═══ RECORDS FOR PROCESSING
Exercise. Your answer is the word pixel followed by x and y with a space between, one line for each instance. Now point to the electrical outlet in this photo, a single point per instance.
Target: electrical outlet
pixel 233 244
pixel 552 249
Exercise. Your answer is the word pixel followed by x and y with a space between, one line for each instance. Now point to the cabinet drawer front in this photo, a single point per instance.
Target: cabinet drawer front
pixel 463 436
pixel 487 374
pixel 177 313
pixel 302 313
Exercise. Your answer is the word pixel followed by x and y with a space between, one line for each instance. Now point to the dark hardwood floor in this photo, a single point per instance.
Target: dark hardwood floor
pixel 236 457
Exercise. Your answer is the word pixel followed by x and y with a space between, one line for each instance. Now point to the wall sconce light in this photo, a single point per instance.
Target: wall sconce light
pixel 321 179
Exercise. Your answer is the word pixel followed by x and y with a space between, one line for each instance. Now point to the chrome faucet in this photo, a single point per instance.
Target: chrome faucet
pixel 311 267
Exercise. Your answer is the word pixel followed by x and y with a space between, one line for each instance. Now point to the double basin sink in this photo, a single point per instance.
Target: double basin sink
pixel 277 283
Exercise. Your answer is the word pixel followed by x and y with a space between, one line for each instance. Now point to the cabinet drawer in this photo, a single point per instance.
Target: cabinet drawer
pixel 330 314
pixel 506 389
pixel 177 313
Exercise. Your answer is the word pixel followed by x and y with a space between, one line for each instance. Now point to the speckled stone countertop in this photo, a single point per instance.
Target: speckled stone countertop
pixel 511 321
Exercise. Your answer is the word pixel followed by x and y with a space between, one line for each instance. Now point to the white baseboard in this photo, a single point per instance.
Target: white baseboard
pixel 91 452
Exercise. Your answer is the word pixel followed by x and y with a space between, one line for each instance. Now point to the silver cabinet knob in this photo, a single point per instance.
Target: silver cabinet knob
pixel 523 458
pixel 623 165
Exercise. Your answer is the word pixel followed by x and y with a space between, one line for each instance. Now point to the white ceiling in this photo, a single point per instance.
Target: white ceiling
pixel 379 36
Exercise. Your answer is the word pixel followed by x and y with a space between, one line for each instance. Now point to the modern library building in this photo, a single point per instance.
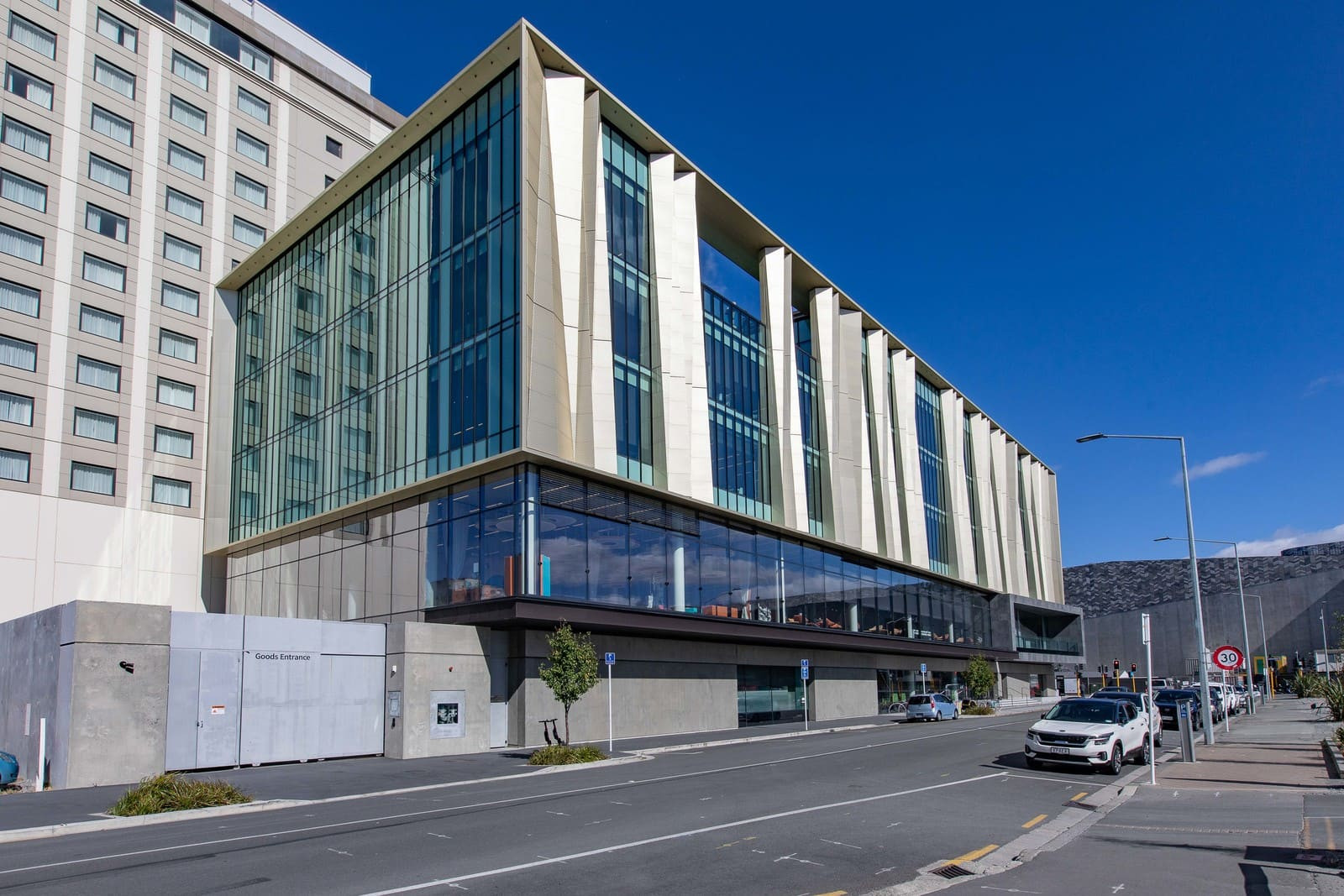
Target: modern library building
pixel 524 363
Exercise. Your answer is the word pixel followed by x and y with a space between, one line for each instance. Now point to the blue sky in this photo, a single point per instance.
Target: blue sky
pixel 1116 217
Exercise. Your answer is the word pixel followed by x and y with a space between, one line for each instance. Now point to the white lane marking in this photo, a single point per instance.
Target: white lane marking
pixel 494 802
pixel 679 836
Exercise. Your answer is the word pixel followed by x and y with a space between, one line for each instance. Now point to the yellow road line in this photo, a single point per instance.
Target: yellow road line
pixel 974 855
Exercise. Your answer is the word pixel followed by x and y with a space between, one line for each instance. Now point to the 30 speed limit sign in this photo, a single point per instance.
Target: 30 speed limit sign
pixel 1227 658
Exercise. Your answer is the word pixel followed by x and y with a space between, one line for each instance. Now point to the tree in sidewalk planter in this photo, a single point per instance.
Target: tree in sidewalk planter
pixel 980 678
pixel 570 672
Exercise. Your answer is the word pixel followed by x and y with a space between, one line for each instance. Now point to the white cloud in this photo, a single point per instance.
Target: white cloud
pixel 1285 537
pixel 1222 465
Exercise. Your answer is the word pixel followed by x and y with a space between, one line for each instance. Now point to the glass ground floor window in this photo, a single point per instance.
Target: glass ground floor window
pixel 769 694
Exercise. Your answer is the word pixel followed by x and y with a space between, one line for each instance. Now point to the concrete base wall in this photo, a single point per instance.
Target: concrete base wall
pixel 423 658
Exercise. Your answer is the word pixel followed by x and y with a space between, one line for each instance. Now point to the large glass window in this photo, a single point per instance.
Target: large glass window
pixel 739 426
pixel 933 474
pixel 396 317
pixel 629 258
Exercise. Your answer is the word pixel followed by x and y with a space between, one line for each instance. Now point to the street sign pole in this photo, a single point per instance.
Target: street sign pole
pixel 1152 707
pixel 611 728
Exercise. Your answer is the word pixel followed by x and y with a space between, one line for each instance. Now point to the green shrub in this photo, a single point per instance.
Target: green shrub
pixel 174 793
pixel 564 755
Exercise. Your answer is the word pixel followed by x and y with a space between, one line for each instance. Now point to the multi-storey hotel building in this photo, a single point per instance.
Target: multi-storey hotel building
pixel 145 149
pixel 528 363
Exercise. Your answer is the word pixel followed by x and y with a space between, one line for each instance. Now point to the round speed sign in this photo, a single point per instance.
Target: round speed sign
pixel 1227 658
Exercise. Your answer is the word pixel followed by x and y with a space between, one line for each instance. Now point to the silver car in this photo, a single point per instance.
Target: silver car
pixel 931 707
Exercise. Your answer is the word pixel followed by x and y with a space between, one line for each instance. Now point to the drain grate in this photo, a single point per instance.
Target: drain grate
pixel 952 872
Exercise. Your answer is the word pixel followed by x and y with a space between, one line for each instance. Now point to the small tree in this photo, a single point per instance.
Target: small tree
pixel 980 678
pixel 570 671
══════
EXERCISE INSTRUCTIONS:
Repeat the material above precisely as it appears, omitting the images it contains.

ANSWER FOR THIS EXERCISE:
Exercise. Your answer is the word pixel followed by x and y with a space between, one line for each instance. Now point to the electrical outlet in this photo, a single point per instance.
Target: electrical outlet
pixel 233 244
pixel 552 249
Exercise. Your answer is the word pixel followed by x and y with a space between, one line for each instance. Now point to the cabinet drawer front in this photo, a single point per instance.
Target: cabinet drawer front
pixel 463 436
pixel 487 374
pixel 177 313
pixel 302 313
Exercise. Your answer is the word pixel followed by x and y with a space between, one line for each instance. Now point to the dark hardwood floor in this photo, a single point per instance.
Target: dark hardwood floor
pixel 236 457
Exercise. Your answer is the word pixel followed by x and y with a space between, one line for each instance. Now point to the wall sconce light in this photo, a single point per instance.
Target: wall sconce light
pixel 321 179
Exercise. Your answer is the word pixel followed by x and y with a space between, one line for each instance. Now point to the chrome faucet in this photo, a single point per instance.
Target: chrome faucet
pixel 311 267
Exercise. Your answer is the word pixel followed by x and y with a space between, one line for each instance. Now point to the double basin sink in this photo, a single point per instance.
Target: double basin sink
pixel 277 283
Exercise. Your answer is the word pixel followed by x and y with a space between, one line for each instance. Now point to the cabinet drawer in this photo, a single point per instance.
Target: cabinet drawer
pixel 330 314
pixel 506 389
pixel 177 313
Exercise. Your answer is the word pixel followed by x and y with a space between, one line for each instance. Now point to the speckled stone countertop in this photo, a single point per instance.
Target: speckled stone countertop
pixel 511 321
Exercise. Your answer is the word pixel followed by x and y with a space between, one line for each instance. Now point to the white baseboard in this photo, a single point per instance.
Target: white baseboard
pixel 91 452
Exercise. Your answer is the word pixel followed by x and y with a space between, one line for each instance. Now point to the silver cabinet knob in this photo, a single point per instance.
Target: silver cabinet knob
pixel 523 458
pixel 623 165
Exercise. Your answer is the word pixel followed by x and y with a space between, one line for each instance. Now point to the white ceiling in this photo, a single point per instance.
Target: white ceiling
pixel 379 36
Exercise. Your answer is the word pixel followed by x and y with a space between, one line for each instance. Now point to the modern library building in this photo, a single point per instance.
Target: modern library building
pixel 524 363
Exercise. Your answer is the word pixel followed by x and y with a space between, one line for each instance. Now point to the blue sky in this photo, a single point per instance.
Target: blue sky
pixel 1116 217
Exercise. Your answer is the word pixel followed by x and y with a space between, one line for each instance. Now point to the white lane marking in this photo, a single point per instance.
Target: white lane marking
pixel 494 802
pixel 679 836
Exercise. Your answer is the word pixel followed by x and y with a space between, one line for each instance. Now point to the yellow road line in this photo, a single point per instance.
Target: yellow road line
pixel 974 855
Exercise. Your answer is the word pixel followed by x and y with a space between, one line for each instance. Now point to the 30 speed limit sign in this photo, a single point per instance.
Target: 30 speed limit sign
pixel 1227 658
Exercise. Your answer is the word pixel followed by x and y with a space between, one line for each instance. Now point to the tree in sidewalk planter in this photo, a single point per instance.
Target: tree in sidewalk planter
pixel 980 678
pixel 570 672
Exercise. Your answer is the word pixel followed by x and y with a space between, one line for each instance. Now point to the white cloud in this photo, a single point per instance.
Target: white cloud
pixel 1285 537
pixel 1222 465
Exercise. Your answer is the word pixel followed by x and y with a space between, one line for each instance. Now point to the glass ground floor window in this photo, a single point per instance.
Target: glass ground floor window
pixel 769 694
Exercise. Your answer is the word pixel followed by x and y with a space between, one line for each instance. Now point to the concrete base wall in this photo, a single point per instance.
Target: concrete base wall
pixel 423 658
Exercise. Your answer is the word pixel followed by x and y with a space between, one line for each instance. Now point to the large glass window in this photo, a single point per instance.
Target: large glass window
pixel 739 426
pixel 933 474
pixel 396 317
pixel 629 258
Exercise. Your answer is the word pixel followed by x and y with a space between, one line for each instance. Now point to the street sign pole in this photo, a single point per instance.
Target: street sign pole
pixel 1152 707
pixel 611 728
Exercise. Your answer is the word pixel followed by x and y with a space between, one line for each instance. Now point to the green shrub in this photo, a single point per instance.
Target: green shrub
pixel 174 793
pixel 564 755
Exercise. Your answer is the word pixel followed by x and y with a space between, one line for each instance. Now point to the multi-storey hotel building in this photo, a single point per instance.
Target: multi-storey hotel building
pixel 145 149
pixel 528 363
Exercise. Your answer is the word pixel followed by x and y with a space between, one line for each instance. Now point to the round speed sign in this photo, a single point per instance.
Target: round speed sign
pixel 1227 658
Exercise. Your answer is the word pixel followed by x and y with a space between, one line for each instance. Now point to the silver car in this photo, a single point per instance.
Target: silver car
pixel 931 707
Exercise. Your answer is the word pixel followed by x and y with a space between, one line for each instance. Now point to the drain grate in this photo, a single point per instance.
Target: drain grate
pixel 952 872
Exercise. Your answer is the word pixel followed by x and y with a space between, one line for each instance. Now point to the small tree in this photo, a single point per instance.
Target: small tree
pixel 980 678
pixel 570 671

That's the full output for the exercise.